GESTELD DOEL — Hernoem "metal barricade leg" overal in "steel barricade leg" in het deel van de rijen dat opent met de regel met "Point to the necktie" en doorloopt tot en met het einde van de rijen. Geef alleen dat deel opnieuw, verder ongewijzigd.

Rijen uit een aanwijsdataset
- - -
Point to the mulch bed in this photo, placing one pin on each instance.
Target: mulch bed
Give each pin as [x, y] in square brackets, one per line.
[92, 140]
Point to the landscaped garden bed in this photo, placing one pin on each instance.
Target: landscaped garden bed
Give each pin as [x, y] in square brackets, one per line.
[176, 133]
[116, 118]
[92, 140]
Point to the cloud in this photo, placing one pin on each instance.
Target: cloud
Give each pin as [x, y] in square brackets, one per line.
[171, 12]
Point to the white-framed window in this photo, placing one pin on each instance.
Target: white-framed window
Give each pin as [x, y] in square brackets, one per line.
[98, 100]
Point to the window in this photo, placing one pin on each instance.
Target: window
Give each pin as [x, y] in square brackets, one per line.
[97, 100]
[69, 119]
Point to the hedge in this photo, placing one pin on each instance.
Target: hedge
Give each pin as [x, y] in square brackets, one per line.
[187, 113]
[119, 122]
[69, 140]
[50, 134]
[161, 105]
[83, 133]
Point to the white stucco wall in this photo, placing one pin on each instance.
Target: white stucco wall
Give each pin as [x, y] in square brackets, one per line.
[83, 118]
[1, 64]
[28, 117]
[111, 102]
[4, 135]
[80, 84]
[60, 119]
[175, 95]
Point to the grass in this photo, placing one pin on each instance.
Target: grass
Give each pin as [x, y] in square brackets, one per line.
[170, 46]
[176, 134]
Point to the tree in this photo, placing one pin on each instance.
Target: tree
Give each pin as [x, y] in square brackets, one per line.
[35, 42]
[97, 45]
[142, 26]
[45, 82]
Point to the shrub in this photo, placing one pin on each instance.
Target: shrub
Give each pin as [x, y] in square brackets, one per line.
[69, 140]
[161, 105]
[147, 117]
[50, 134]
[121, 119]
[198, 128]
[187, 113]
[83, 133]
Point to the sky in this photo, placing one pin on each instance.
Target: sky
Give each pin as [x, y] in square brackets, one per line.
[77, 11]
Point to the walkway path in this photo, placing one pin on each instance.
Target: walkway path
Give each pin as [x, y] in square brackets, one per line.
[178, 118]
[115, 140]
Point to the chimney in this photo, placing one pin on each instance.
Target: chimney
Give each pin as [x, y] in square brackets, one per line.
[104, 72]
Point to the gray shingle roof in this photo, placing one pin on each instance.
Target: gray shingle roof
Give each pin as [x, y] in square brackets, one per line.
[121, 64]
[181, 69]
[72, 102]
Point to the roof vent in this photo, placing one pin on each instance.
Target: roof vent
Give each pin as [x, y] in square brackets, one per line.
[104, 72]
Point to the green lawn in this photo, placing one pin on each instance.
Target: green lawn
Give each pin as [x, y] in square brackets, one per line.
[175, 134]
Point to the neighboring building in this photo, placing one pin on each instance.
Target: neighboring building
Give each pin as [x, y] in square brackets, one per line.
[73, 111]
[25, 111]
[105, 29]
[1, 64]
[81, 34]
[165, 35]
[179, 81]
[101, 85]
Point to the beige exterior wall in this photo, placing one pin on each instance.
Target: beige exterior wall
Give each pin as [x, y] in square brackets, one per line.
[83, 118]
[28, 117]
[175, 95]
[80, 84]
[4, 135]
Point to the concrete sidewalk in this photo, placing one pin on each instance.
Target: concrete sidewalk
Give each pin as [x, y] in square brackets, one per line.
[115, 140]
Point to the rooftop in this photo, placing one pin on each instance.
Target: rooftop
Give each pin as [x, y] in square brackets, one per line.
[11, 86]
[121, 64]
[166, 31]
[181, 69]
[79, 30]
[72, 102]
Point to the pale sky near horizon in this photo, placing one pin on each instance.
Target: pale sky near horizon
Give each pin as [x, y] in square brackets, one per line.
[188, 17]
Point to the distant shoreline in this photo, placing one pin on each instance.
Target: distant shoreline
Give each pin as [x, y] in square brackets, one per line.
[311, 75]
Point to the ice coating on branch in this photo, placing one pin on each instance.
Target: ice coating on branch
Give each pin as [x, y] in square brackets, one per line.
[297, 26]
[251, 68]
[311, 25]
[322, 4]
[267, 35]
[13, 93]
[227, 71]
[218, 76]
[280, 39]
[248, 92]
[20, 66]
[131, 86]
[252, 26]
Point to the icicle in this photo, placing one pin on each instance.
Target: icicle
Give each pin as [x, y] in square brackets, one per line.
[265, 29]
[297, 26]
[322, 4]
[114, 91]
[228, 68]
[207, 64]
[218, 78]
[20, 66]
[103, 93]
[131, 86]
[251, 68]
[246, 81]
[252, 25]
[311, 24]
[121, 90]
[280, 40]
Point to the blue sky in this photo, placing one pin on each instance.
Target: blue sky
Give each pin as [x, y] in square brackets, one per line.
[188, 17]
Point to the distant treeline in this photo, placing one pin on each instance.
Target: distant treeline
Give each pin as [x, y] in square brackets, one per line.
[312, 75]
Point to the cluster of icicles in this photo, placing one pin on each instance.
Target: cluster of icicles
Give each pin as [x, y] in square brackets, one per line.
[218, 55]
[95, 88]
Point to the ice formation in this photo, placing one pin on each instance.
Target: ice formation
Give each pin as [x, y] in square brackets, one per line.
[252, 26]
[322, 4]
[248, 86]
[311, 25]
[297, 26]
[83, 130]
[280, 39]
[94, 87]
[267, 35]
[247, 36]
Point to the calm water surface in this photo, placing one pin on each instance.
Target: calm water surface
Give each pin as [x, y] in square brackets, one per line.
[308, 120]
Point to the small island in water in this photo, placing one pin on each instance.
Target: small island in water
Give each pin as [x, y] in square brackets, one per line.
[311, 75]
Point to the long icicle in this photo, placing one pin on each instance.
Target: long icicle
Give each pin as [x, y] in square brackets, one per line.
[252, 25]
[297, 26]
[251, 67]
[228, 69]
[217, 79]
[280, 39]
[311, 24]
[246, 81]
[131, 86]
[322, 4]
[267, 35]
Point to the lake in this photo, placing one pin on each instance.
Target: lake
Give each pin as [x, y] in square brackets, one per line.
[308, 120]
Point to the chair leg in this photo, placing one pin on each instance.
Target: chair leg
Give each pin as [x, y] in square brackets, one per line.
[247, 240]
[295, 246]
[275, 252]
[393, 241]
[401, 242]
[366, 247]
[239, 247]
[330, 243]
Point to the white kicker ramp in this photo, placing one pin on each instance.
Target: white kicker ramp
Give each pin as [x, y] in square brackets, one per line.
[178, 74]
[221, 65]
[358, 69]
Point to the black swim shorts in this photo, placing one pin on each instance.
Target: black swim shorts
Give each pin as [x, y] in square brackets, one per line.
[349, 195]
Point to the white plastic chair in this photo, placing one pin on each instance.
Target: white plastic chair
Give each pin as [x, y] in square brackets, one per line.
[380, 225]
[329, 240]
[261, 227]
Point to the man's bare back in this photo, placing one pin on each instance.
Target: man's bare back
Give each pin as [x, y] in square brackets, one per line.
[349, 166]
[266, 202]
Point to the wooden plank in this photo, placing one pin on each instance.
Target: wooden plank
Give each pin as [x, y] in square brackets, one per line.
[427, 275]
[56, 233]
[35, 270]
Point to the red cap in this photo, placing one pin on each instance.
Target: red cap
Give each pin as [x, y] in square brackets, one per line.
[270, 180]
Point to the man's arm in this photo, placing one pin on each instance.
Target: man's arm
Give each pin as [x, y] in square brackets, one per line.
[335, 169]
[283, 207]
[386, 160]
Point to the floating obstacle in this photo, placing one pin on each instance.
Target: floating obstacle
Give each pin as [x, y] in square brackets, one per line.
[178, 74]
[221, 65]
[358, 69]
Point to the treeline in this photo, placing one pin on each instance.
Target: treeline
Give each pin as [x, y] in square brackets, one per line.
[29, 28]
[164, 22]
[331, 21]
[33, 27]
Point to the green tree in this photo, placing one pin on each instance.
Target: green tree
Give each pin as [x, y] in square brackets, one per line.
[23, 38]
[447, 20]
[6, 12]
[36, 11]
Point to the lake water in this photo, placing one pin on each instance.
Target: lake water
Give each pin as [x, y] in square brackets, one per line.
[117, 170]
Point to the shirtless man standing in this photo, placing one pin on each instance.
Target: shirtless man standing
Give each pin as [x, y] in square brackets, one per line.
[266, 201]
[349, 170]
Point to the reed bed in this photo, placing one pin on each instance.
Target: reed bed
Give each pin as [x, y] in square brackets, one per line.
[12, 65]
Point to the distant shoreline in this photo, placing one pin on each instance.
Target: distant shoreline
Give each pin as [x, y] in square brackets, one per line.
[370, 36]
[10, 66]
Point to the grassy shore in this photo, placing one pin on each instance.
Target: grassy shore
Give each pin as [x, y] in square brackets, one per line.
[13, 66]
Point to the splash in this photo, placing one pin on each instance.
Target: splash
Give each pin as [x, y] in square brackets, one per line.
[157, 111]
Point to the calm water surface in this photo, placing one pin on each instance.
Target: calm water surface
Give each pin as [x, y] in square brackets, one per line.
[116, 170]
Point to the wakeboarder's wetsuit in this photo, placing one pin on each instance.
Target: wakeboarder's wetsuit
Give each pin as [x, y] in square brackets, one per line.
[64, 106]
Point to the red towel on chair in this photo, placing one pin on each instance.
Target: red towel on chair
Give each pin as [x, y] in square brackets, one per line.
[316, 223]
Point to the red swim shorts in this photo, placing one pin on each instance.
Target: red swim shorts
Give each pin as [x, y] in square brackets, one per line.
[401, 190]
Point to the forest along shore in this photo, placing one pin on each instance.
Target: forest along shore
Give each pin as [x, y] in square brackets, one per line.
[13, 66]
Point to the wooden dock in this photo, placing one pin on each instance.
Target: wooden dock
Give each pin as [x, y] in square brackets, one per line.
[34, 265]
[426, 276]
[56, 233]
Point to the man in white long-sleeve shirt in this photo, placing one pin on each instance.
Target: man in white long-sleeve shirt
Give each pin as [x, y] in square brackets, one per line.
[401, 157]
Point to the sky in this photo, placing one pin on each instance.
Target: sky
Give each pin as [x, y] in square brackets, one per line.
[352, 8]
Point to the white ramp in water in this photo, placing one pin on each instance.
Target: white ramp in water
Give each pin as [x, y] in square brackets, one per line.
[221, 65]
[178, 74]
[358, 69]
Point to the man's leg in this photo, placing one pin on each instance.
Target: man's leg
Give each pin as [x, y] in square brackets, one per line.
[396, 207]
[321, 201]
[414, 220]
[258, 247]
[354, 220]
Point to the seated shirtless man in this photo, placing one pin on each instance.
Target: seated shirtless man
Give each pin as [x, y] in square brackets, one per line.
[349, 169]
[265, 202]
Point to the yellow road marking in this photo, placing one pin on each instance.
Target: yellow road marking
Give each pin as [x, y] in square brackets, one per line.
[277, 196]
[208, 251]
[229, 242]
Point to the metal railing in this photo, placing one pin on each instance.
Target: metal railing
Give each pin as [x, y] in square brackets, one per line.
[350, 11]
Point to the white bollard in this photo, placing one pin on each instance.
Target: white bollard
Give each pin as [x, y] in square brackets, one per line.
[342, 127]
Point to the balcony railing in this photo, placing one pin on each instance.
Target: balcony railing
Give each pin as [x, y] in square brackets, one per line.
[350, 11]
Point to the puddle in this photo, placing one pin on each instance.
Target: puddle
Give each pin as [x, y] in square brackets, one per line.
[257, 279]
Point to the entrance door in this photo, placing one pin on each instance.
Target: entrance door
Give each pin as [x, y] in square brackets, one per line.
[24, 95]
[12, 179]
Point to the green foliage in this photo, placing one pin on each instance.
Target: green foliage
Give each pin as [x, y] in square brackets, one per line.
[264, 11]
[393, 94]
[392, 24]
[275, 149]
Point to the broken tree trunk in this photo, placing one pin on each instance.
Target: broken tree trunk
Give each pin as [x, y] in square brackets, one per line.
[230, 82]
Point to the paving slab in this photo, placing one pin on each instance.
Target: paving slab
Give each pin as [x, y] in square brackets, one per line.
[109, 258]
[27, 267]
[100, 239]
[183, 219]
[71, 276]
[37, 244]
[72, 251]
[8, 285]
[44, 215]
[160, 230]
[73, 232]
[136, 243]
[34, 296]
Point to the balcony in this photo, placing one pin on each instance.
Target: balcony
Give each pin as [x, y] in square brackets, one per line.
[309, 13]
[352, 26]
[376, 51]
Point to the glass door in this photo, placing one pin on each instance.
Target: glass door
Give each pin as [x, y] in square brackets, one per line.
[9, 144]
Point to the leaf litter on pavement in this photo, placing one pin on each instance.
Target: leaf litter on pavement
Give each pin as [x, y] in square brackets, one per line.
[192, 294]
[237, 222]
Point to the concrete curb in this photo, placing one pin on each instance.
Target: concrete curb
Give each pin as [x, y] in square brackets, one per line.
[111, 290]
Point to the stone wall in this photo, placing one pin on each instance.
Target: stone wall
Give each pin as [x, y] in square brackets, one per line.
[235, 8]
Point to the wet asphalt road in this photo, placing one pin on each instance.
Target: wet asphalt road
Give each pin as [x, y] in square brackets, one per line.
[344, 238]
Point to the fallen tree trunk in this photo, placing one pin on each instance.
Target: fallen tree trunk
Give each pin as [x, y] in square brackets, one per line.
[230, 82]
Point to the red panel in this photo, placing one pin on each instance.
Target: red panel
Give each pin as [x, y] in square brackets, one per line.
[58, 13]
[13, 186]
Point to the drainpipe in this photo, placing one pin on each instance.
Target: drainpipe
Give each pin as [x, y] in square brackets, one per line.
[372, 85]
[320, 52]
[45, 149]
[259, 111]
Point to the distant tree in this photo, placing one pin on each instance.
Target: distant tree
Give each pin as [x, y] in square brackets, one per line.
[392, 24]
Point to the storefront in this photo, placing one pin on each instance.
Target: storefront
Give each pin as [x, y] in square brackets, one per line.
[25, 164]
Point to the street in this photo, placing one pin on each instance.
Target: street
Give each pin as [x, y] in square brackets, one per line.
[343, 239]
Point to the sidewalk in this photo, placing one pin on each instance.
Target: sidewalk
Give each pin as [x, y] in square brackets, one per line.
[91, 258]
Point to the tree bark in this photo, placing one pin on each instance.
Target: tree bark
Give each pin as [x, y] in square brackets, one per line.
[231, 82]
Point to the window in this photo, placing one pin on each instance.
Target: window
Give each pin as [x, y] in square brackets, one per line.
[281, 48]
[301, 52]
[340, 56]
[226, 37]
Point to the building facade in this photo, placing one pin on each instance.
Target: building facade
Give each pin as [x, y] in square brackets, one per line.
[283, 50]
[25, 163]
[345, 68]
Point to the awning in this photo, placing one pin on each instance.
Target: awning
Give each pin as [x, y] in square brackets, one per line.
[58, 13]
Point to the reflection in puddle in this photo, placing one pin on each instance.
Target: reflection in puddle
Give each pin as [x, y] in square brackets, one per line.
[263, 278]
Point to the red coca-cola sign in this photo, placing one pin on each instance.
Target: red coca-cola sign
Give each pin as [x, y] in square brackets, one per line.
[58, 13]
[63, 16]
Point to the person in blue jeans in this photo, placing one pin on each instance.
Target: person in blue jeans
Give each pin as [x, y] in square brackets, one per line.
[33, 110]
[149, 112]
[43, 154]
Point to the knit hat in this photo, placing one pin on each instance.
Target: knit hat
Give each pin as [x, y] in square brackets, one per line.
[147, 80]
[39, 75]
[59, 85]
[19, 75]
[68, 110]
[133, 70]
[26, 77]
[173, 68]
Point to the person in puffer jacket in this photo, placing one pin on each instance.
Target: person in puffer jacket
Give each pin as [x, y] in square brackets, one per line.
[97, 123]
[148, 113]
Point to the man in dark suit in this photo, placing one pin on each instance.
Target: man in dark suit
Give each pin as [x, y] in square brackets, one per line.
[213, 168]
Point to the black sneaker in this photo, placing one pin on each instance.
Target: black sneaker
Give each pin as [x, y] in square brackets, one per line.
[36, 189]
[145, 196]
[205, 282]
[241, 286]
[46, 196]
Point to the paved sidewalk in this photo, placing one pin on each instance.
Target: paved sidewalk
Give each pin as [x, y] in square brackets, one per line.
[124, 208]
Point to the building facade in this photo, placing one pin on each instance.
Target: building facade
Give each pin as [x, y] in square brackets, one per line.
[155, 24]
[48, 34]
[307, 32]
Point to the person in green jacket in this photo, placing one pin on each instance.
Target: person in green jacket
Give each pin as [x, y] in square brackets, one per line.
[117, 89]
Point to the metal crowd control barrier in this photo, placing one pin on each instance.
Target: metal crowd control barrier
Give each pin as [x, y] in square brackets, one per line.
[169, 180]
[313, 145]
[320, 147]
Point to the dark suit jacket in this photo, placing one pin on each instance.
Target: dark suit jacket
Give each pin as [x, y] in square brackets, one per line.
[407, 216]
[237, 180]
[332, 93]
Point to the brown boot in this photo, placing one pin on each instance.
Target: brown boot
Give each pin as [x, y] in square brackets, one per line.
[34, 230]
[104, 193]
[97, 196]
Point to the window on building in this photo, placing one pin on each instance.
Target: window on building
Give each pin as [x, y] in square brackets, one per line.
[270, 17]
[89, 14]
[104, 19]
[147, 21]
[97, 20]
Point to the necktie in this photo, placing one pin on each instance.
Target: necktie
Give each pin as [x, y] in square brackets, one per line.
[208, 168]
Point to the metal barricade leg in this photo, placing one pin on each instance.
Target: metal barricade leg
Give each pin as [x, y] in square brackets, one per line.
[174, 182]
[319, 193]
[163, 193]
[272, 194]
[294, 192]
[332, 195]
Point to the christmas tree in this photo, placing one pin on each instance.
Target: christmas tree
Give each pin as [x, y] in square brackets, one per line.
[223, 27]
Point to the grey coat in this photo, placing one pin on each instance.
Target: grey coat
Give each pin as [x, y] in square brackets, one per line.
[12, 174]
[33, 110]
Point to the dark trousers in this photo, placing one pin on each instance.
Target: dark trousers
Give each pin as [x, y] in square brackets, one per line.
- - -
ANTWOORD —
Point to the necktie in this photo, placing one pin on each instance.
Target: necktie
Give each pin as [x, y] in square brackets, one per line.
[208, 168]
Point to the steel barricade leg in this photo, placing one pin on each instance.
Target: steel barricade leg
Give each pin as [x, y] in square brackets, one per line.
[174, 182]
[319, 193]
[163, 193]
[272, 194]
[294, 192]
[332, 195]
Point to the christmas tree in this photo, placing one pin on each instance.
Target: christmas tree
Give each pin as [x, y] in square brackets, one per line.
[223, 27]
Point to the grey coat in this photo, placing one pin on each instance.
Target: grey coat
Give each pin as [x, y] in square brackets, one per line.
[12, 174]
[33, 110]
Point to the dark trousers in this photo, placing one pin on each instance.
Target: dark trousers
Give each pin as [x, y] in square brackets, one per line.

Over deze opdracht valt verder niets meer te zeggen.